The challenge to realise the fundamental human rights of this section of the population is ongoing. The urgency of the challenge is very much determined by personal position. If you are a person with learning disabilities or indeed an ally, these challenges are of course urgent. Although recent policy does commit to a transformation in social care for people with learning disabilities, urgency to transform this to practice is not consistently apparent.
Major policy initiatives and legislation in recent years have produced a convincing rhetoric to support ideas of individual autonomy, inclusion and a role in decision making about important life matters. The Care Act 2014, for instance, details guidance for adult social care which, importantly, includes the principle of individual wellbeing. In practice wellbeing involves people having control of their day to day life, living in suitable accommodation and being able to contribute to society. It is a requirement of The Act that local authorities take people’s views, wishes and beliefs into consideration, and that their efforts support what people themselves want to achieve in their own lives.

The Transforming Care Policy Programme produced a raft of reports, guidance and policy following the shocking abuse of people with learning disabilities residing in Winterbourne View Assessment and Treatment Unit. The overall aim of Transforming Care has been about improving health and social care services to enable people to live in the community, to have good support and to be close to home. It aimed to address the high numbers of people with learning disabilities living for too long in Assessment and Treatment Units (ATU), often at a long distance from their families and without adequate discharge planning. However, since the scandal broke in 2011, and following a robust policy response, little has changed. The numbers of people in ATU settings has remained stubbornly high, provision of sufficient support in the community has not met need and discharge remains an elongated process for many.

Narratives of Home, a study funded by the NIHR School for Social Care Research, conducted within the Norah Fry Centre for Disability Studies (NFCDS), has interviewed 18 people with learning disabilities and three parents of people discharged from Assessment and Treatment Units (ATU) during the lifetime of Transforming Care. This narrative study has collected people’s stories of resettlement in the community following their hospital stay. Of those interviewed, 12 were male and 6 were female. Time spent in ATU settings ranged from 4 – 20 years. The legacy of institutional living clearly impacted on their resettlement experiences.

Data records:

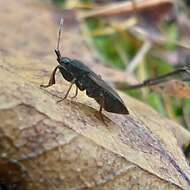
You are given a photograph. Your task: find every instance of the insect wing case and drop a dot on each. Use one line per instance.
(111, 100)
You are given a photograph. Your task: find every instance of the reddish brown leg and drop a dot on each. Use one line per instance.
(52, 79)
(67, 93)
(76, 93)
(100, 110)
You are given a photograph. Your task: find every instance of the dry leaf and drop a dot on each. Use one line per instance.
(65, 146)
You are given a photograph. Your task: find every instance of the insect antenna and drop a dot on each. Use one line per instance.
(57, 51)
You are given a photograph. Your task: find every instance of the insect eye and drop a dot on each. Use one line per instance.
(66, 61)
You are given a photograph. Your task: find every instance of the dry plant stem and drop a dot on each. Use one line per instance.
(124, 7)
(139, 57)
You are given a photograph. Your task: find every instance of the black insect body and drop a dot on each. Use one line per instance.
(84, 78)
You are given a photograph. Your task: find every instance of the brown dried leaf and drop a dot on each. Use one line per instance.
(65, 146)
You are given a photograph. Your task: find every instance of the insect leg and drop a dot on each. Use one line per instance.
(102, 102)
(52, 79)
(67, 93)
(76, 93)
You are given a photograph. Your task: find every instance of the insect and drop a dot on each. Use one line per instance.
(84, 78)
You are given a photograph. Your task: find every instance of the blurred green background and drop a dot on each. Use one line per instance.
(118, 48)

▶ _Required action 1_:
In the passage on learning disability care, how many people with learning disabilities did the Narratives of Home study interview?
▶ _Required action 2_:
Based on the passage on learning disability care, answer yes or no to each statement, and quote the words that decide it: (a) The Winterbourne View scandal broke in 2011. (b) The NIHR School for Social Care Research funded the Narratives of Home study. (c) Most of the people interviewed for the study were female.
▶ _Required action 3_:
Quote the passage on learning disability care between "Major policy initiatives" and "their own lives.", inclusive.

▶ _Result 1_:
18 people with learning disabilities.

▶ _Result 2_:
(a) Yes: "since the scandal broke in 2011"
(b) Yes: "a study funded by the NIHR School for Social Care Research"
(c) No: "12 were male and 6 were female"

▶ _Result 3_:
Major policy initiatives and legislation in recent years have produced a convincing rhetoric to support ideas of individual autonomy, inclusion and a role in decision making about important life matters. The Care Act 2014, for instance, details guidance for adult social care which, importantly, includes the principle of individual wellbeing. In practice wellbeing involves people having control of their day to day life, living in suitable accommodation and being able to contribute to society. It is a requirement of The Act that local authorities take people’s views, wishes and beliefs into consideration, and that their efforts support what people themselves want to achieve in their own lives.